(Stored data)
★ ★ ★ ★
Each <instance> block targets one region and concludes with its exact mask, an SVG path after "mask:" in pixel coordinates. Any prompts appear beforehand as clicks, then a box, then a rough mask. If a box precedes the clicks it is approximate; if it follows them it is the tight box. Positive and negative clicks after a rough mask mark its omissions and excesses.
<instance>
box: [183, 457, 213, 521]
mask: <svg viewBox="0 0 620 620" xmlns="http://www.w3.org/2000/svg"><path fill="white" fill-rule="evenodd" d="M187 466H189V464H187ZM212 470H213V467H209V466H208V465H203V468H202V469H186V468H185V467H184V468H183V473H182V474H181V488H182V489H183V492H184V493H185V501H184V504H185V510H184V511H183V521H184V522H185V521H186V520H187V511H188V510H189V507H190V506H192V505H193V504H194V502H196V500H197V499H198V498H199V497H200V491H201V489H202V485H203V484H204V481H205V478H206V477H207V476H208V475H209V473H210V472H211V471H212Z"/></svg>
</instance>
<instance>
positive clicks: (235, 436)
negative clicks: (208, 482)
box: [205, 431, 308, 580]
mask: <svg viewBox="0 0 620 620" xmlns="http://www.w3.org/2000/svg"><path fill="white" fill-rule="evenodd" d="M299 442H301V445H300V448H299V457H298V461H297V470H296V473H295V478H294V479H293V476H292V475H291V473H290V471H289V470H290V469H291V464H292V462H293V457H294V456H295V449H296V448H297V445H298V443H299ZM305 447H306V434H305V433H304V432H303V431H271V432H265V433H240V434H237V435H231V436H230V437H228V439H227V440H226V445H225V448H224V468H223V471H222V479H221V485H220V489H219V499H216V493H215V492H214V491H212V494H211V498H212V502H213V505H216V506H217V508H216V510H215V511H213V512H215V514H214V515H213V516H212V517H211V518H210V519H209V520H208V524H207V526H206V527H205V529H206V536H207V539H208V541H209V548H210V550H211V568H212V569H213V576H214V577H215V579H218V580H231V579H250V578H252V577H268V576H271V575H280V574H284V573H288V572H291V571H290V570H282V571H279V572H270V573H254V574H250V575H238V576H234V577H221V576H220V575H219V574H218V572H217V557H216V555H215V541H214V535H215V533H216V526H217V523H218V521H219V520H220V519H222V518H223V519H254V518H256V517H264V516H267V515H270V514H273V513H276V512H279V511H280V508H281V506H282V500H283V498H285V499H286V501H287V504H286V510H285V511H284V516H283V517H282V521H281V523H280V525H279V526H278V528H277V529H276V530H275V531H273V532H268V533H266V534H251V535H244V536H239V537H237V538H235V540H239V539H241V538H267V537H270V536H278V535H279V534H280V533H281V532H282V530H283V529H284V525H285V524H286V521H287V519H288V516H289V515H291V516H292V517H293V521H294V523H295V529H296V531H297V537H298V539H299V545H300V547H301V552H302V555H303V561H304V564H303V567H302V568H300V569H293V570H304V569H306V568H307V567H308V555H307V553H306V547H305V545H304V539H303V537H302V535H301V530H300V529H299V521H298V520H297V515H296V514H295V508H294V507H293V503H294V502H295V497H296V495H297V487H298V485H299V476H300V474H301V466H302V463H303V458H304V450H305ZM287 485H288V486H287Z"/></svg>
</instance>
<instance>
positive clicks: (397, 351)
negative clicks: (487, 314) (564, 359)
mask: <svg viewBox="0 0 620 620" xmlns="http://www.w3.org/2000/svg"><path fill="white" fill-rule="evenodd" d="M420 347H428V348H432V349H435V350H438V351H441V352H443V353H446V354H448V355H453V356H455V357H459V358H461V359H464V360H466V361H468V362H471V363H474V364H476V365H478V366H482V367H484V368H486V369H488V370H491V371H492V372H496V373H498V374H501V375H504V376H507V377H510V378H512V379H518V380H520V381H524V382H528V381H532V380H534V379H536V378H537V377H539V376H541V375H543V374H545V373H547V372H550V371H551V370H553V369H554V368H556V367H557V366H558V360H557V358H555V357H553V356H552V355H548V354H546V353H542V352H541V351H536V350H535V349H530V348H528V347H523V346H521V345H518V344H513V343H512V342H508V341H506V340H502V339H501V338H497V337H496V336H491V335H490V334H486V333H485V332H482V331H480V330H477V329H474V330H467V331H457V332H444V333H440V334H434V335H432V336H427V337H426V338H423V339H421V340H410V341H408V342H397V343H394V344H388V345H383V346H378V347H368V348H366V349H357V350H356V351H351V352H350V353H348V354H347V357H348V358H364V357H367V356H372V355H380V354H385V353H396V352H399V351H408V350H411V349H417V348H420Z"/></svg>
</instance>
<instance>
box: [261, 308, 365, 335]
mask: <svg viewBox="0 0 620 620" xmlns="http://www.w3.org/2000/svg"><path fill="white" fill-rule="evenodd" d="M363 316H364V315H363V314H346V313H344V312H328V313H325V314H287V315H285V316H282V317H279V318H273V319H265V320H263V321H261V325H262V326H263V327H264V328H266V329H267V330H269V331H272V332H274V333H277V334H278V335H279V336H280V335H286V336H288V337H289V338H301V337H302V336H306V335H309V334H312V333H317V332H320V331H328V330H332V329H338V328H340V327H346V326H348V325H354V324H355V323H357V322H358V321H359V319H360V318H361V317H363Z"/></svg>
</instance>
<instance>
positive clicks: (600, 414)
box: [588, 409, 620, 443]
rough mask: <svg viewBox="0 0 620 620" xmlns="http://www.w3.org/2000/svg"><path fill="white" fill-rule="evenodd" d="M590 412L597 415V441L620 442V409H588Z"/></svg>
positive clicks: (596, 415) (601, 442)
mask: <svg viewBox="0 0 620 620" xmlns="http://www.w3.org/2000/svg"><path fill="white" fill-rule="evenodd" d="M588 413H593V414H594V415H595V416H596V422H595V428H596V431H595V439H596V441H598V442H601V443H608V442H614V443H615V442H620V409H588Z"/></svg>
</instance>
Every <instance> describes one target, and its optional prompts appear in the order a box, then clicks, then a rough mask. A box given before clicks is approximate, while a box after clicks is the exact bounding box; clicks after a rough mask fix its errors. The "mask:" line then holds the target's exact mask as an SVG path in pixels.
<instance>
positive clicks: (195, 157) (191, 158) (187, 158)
★ ★ ★ ★
This calls for an exact transcription of every entry above.

Result of the task
Each <instance> block targets one region and concludes with its exact mask, an SVG path after "mask:" in pixel coordinates. Any prompts appear beforehand as clicks, then a box, then a rough mask. If a box precedes the clicks it is approximate; if it follows them it is the tight box. Positive and negative clicks after a rough mask mark its omissions and excesses.
<instance>
box: [183, 457, 213, 521]
mask: <svg viewBox="0 0 620 620" xmlns="http://www.w3.org/2000/svg"><path fill="white" fill-rule="evenodd" d="M187 466H189V464H187ZM212 470H213V467H209V466H208V465H203V468H202V469H186V468H185V467H184V468H183V473H182V474H181V488H182V489H183V492H184V493H185V501H184V504H185V510H184V511H183V521H184V522H185V521H186V520H187V511H188V510H189V507H190V506H192V505H193V504H194V502H196V500H197V499H198V498H199V497H200V491H201V489H202V485H203V484H204V481H205V478H206V477H207V476H208V475H209V473H210V472H211V471H212Z"/></svg>
</instance>
<instance>
positive clicks: (235, 436)
negative clicks: (208, 482)
box: [205, 431, 308, 580]
mask: <svg viewBox="0 0 620 620" xmlns="http://www.w3.org/2000/svg"><path fill="white" fill-rule="evenodd" d="M299 442H301V445H300V448H299V457H298V461H297V470H296V473H295V478H294V479H293V476H292V475H291V473H290V471H289V470H290V469H291V464H292V462H293V457H294V456H295V449H296V448H297V445H298V443H299ZM305 447H306V434H305V433H304V432H303V431H271V432H265V433H240V434H237V435H231V436H230V437H228V439H227V440H226V445H225V448H224V468H223V471H222V479H221V485H220V489H219V499H216V493H215V492H214V491H212V494H211V498H212V502H213V505H216V506H217V508H216V510H215V511H213V512H215V514H214V515H213V516H212V517H211V518H210V519H209V520H208V524H207V526H206V527H205V529H206V536H207V539H208V541H209V548H210V550H211V568H212V569H213V576H214V577H215V579H218V580H231V579H250V578H252V577H268V576H271V575H280V574H284V573H288V572H291V571H290V570H282V571H279V572H270V573H254V574H250V575H238V576H234V577H221V576H220V575H219V574H218V572H217V557H216V555H215V541H214V535H215V533H216V526H217V523H218V521H219V520H220V519H222V518H223V519H254V518H256V517H264V516H267V515H270V514H273V513H276V512H279V511H280V508H281V506H282V500H283V498H285V499H286V501H287V504H286V510H285V511H284V516H283V517H282V521H281V523H280V525H279V526H278V528H277V529H276V530H275V531H273V532H268V533H266V534H251V535H244V536H239V537H237V538H235V540H239V539H241V538H267V537H270V536H278V535H279V534H280V533H281V532H282V530H283V529H284V525H285V524H286V521H287V519H288V516H289V515H291V516H292V517H293V521H294V523H295V529H296V531H297V537H298V539H299V545H300V547H301V552H302V555H303V561H304V564H303V567H302V568H300V569H293V570H304V569H306V568H307V567H308V555H307V553H306V547H305V545H304V539H303V537H302V535H301V530H300V529H299V521H298V520H297V515H296V514H295V508H294V507H293V503H294V502H295V497H296V495H297V487H298V485H299V476H300V474H301V466H302V463H303V458H304V450H305ZM287 485H288V486H287Z"/></svg>
</instance>
<instance>
positive clicks: (397, 351)
negative clicks: (487, 314) (564, 359)
mask: <svg viewBox="0 0 620 620" xmlns="http://www.w3.org/2000/svg"><path fill="white" fill-rule="evenodd" d="M420 347H428V348H432V349H435V350H438V351H441V352H443V353H446V354H448V355H453V356H455V357H459V358H461V359H464V360H466V361H468V362H471V363H474V364H476V365H478V366H482V367H484V368H486V369H488V370H491V371H492V372H496V373H498V374H501V375H504V376H507V377H510V378H512V379H518V380H520V381H524V382H528V381H532V380H534V379H536V378H537V377H539V376H541V375H543V374H545V373H547V372H550V371H551V370H553V369H554V368H556V367H557V366H558V360H557V358H555V357H553V356H552V355H548V354H546V353H542V352H541V351H536V350H535V349H530V348H528V347H523V346H521V345H518V344H513V343H512V342H508V341H506V340H502V339H501V338H497V337H496V336H491V335H490V334H486V333H485V332H482V331H480V330H477V329H474V330H467V331H457V332H444V333H440V334H434V335H432V336H427V337H426V338H423V339H421V340H410V341H408V342H397V343H394V344H388V345H383V346H378V347H368V348H366V349H357V350H356V351H351V352H350V353H348V354H347V357H348V358H364V357H367V356H372V355H380V354H385V353H396V352H399V351H408V350H411V349H417V348H420Z"/></svg>
</instance>
<instance>
box: [261, 308, 365, 335]
mask: <svg viewBox="0 0 620 620" xmlns="http://www.w3.org/2000/svg"><path fill="white" fill-rule="evenodd" d="M363 316H364V315H363V314H346V313H344V312H328V313H325V314H287V315H285V316H282V317H279V318H273V319H265V320H263V321H261V325H262V326H263V327H264V328H266V329H267V330H269V331H272V332H274V333H277V334H278V335H279V336H280V335H286V336H288V337H289V338H301V337H302V336H306V335H309V334H312V333H317V332H320V331H328V330H332V329H338V328H340V327H346V326H348V325H354V324H355V323H357V322H358V321H359V319H360V318H361V317H363Z"/></svg>
</instance>
<instance>
positive clicks: (600, 414)
box: [588, 409, 620, 443]
rough mask: <svg viewBox="0 0 620 620" xmlns="http://www.w3.org/2000/svg"><path fill="white" fill-rule="evenodd" d="M590 412L597 415V441L620 442V409H588Z"/></svg>
positive clicks: (596, 415) (601, 442)
mask: <svg viewBox="0 0 620 620" xmlns="http://www.w3.org/2000/svg"><path fill="white" fill-rule="evenodd" d="M588 413H593V414H594V415H595V416H596V422H595V428H596V431H595V439H596V441H598V442H601V443H608V442H614V443H615V442H620V409H588Z"/></svg>
</instance>
Every <instance> describes one target, and its optional prompts appear in the order a box, then clicks, then a rough mask. A box given before clicks is approximate, while a box after clicks is the exact bounding box; clicks after a rough mask fix its errors. The "mask:" line then holds the target's exact mask as an SVG path in pixels.
<instance>
positive clicks: (195, 157) (191, 158) (187, 158)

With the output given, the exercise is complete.